(PASSAGE TO READ):
==*==
When it comes to timing, the International Association of Athletics Federations (IAAF) couldn’t have got it worse. On a day its president Sebastian Coe was on scheduled visit to the refurbished Kalinga Stadium, the home turf of Indian sprinter Dutee Chand, the IAAF, headquartered in Monaco, posted a research document on its website, which concluded that females athletes with high testosterone levels had a distinct advantage.
The Asian Athletics Championships, which begins at the refurbished Kalinga Stadium on Thursday, is the showcase event of a state trying to rebrand itself and Dutee is its poster-girl. The IAAF seemed to have inadvertently turned party-pooper.
Two years ago, Dutee had successfully challenged the IAAF’s hyperandrogenism guidelines, under which she had been banned, in the Court of Arbitration for Sport. Dutee won a landmark judgement and put Orissa on the world athletics map by winning international medals. The IAAF had been asked to get back to CAS with scientific evidence which justified banning those with hyperandrogenism, like Dutee.
On Tuesday, by the time the research published in the British Journal of Sports Medicine was deciphered around the world, Coe was interacting with the Indian team and posing for photographs. Among the athletes posing was Chand, oblivious at that point in time that the IAAF was ready to go back to court with the intention to get the rules under which she was disallowed to compete reinstated.
The IAAF claims the new research proves that females with high naturally occurring testosterone have a competitive advantage in the range of 1.8 per cent to 4.5 per cent. At a media interaction a short while later, Coe was asked a about the timing of the publishing of the research papers and how it will affect athletes with hyperandrogenism, specifically Dutee.
“I think it’s important to start off from a very basic principle here. So it is our responsibility in female sport to protect, to defend, and to make sure that we at all times promote our sport and we do it where we possibly can to make it a level-playing field. The other thing, the IAAF has worked on some of the data that we were asked to, some of the scientific background we were asked to look out for by the Court of Arbitration. And it was in response to the CAS that we were asked to go away and do more work in this area. Which is important for our sport,” Coe said.
==*==
(ACTIVITY 1): Can you sum up the report on the IAAF and Dutee Chand in two sentences?
(ACTIVITY 2):
Answer these from the report on the IAAF and Dutee Chand:
(a) Where is the IAAF headquartered?
(b) In which journal was the research published?
(c) What range of competitive advantage does the IAAF claim for females with high naturally occurring testosterone?
Nothing in the records is needed here.

(SUPPLIED ENTRIES):
==*==
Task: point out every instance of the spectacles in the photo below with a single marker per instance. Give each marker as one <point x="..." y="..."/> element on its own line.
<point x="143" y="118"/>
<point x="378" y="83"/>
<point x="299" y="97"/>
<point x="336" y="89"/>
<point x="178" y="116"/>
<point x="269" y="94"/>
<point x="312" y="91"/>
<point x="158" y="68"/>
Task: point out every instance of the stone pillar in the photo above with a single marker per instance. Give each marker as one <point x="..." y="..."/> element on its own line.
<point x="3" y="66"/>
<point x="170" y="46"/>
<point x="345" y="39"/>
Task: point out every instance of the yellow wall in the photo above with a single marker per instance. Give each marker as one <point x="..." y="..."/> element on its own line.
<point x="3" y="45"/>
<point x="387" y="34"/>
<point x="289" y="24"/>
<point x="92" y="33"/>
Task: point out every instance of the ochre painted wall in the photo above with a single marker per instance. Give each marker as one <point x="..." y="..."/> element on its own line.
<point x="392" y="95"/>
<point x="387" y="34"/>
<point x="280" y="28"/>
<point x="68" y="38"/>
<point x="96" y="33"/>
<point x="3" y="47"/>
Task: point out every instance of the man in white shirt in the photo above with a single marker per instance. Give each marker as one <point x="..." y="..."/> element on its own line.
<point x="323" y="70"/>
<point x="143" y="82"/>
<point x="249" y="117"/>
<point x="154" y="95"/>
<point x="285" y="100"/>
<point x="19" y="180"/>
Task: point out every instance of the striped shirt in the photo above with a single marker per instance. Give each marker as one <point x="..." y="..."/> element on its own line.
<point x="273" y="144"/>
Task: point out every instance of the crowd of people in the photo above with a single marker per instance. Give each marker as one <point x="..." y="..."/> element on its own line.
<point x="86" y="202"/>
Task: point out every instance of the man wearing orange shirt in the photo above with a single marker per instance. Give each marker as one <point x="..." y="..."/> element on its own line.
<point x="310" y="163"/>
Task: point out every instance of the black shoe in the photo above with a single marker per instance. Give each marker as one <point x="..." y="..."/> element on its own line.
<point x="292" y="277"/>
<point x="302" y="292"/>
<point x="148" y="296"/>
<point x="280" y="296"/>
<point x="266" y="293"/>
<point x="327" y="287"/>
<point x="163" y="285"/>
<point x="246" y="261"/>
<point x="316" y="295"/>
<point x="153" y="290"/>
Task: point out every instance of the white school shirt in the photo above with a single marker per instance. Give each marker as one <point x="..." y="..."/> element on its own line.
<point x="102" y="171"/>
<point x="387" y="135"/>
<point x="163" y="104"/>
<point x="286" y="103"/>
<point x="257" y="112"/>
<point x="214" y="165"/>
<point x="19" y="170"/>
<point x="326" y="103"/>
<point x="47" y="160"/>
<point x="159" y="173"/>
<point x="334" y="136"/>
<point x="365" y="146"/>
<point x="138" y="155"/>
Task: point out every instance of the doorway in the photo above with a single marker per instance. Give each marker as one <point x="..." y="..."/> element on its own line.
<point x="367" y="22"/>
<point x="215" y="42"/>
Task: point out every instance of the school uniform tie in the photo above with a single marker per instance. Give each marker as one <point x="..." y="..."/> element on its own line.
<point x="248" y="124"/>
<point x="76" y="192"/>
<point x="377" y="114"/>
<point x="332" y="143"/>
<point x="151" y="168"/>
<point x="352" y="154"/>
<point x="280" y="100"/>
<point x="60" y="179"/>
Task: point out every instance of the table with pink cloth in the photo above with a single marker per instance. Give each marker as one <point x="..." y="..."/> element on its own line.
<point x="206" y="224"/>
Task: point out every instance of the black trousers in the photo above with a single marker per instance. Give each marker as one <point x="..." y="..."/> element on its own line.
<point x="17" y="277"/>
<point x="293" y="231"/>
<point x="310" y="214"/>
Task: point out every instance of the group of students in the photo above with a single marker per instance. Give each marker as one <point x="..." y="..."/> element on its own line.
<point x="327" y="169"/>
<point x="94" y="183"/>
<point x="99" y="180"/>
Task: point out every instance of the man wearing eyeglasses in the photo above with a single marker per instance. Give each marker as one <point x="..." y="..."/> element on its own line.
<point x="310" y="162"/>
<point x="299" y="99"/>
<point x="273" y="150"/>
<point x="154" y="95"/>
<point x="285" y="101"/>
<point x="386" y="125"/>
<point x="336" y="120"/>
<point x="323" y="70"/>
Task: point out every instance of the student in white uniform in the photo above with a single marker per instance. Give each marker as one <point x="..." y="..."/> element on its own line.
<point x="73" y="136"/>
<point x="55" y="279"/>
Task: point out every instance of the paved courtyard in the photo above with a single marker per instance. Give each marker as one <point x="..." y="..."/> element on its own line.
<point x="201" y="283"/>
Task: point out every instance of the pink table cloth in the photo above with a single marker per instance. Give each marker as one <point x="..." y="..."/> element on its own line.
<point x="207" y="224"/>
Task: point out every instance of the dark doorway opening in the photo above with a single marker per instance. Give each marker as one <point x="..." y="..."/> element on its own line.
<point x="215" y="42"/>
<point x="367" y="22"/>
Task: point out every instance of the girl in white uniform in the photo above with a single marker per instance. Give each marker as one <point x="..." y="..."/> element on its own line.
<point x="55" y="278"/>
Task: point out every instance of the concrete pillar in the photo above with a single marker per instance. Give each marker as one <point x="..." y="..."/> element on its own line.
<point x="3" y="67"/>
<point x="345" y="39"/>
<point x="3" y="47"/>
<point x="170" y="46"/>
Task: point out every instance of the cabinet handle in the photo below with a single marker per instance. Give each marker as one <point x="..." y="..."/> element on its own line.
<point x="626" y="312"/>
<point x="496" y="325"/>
==*==
(WRITTEN REPLY 1): On the day IAAF president Sebastian Coe visited the refurbished Kalinga Stadium, home turf of Indian sprinter Dutee Chand, the IAAF posted research concluding that female athletes with high testosterone levels had a distinct advantage. Two years earlier Dutee had successfully challenged the IAAF's hyperandrogenism guidelines at the Court of Arbitration for Sport, and Coe said the new work responded to scientific background the court had asked the IAAF to look into.

(WRITTEN REPLY 2):
(a) Monaco
(b) The British Journal of Sports Medicine
(c) 1.8 to 4.5 percent